Direction. Pick out every line in the items below that contains the word "background" and copy each of those lines.

──────

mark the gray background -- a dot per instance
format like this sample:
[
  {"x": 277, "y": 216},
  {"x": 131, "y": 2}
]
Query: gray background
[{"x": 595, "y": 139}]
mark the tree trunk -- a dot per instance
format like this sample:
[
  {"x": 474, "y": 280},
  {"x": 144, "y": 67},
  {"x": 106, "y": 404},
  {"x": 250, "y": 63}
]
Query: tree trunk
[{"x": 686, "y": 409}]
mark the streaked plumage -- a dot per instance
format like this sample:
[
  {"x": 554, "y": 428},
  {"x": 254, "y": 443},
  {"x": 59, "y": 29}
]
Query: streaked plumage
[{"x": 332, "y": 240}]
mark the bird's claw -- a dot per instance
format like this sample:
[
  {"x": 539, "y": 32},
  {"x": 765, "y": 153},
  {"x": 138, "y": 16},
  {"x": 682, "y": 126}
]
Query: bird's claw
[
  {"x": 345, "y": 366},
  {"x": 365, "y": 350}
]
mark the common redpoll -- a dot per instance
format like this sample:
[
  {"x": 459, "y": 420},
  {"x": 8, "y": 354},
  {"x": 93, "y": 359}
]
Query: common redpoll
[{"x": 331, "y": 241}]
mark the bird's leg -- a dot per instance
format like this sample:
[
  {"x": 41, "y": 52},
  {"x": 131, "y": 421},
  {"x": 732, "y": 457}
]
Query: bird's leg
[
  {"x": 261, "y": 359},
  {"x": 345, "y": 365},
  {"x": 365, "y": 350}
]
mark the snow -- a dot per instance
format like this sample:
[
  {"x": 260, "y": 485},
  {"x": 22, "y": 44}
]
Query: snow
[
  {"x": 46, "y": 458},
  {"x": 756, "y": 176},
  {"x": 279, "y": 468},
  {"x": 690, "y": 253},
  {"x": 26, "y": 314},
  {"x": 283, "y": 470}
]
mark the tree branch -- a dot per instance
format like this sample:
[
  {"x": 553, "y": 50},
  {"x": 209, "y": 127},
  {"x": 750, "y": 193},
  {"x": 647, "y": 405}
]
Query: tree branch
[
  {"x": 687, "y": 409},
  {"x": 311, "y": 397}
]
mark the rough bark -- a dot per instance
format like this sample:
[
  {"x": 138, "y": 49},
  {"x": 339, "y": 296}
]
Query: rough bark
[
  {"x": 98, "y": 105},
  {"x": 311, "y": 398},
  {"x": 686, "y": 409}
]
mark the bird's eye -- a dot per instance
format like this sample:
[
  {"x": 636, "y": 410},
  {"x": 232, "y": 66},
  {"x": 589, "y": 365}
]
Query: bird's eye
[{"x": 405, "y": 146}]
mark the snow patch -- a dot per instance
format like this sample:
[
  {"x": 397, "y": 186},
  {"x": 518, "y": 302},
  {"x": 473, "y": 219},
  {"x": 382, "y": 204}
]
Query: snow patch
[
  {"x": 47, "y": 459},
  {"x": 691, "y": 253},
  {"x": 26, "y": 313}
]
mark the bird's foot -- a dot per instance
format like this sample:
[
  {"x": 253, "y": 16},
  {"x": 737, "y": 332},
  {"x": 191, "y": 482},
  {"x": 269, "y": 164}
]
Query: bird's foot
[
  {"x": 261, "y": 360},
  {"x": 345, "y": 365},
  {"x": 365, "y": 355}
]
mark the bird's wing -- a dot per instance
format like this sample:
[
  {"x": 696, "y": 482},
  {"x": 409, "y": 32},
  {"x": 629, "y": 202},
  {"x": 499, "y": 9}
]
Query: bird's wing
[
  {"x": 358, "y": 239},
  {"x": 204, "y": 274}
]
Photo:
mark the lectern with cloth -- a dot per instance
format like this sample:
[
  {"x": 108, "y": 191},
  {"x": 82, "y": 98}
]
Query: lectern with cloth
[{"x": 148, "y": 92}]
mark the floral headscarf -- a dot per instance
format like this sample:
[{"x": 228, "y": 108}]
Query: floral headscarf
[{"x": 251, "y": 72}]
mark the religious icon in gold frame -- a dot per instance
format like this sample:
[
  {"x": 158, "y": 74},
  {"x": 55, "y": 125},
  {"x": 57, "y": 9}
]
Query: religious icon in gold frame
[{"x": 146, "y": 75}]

──────

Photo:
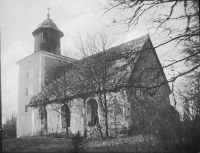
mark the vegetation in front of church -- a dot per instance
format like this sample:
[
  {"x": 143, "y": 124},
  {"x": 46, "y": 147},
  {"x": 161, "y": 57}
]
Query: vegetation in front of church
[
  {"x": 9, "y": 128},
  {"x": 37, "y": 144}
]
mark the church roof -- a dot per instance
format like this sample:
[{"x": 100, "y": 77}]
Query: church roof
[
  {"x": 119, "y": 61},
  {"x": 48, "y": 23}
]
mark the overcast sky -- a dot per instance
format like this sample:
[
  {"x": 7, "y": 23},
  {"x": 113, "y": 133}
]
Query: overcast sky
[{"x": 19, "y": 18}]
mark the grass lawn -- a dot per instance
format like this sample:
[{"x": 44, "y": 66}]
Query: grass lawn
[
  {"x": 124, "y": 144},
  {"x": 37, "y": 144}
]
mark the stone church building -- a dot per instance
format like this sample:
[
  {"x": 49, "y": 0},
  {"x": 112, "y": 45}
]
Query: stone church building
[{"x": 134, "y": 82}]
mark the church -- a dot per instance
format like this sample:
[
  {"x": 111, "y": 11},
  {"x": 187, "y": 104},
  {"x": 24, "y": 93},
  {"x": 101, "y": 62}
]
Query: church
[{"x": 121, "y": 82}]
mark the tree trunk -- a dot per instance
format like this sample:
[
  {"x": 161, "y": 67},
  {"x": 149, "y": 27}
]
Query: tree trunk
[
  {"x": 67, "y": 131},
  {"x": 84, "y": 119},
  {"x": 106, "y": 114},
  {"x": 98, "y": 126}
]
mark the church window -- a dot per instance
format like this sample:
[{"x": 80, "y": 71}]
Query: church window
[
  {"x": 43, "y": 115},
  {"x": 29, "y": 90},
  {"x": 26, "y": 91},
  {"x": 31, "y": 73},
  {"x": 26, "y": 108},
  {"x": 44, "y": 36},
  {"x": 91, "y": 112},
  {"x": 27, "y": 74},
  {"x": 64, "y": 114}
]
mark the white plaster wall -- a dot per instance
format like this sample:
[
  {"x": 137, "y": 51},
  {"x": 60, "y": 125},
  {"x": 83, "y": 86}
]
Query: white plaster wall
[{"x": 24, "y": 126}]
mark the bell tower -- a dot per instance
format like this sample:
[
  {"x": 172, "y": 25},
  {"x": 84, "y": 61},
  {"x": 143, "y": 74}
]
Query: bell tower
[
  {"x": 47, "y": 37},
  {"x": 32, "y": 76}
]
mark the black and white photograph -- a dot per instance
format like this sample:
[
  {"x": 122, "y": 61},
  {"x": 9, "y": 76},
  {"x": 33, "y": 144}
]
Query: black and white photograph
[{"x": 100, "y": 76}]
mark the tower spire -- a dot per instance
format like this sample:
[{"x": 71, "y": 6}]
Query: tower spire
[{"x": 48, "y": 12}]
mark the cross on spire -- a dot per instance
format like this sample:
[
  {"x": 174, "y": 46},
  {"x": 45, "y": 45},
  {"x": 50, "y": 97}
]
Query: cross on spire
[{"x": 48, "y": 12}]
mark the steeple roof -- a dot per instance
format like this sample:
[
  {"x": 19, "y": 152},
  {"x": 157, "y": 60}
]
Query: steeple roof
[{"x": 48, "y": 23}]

──────

Completed exercise.
mark the gray background -- a dot per instance
Query: gray background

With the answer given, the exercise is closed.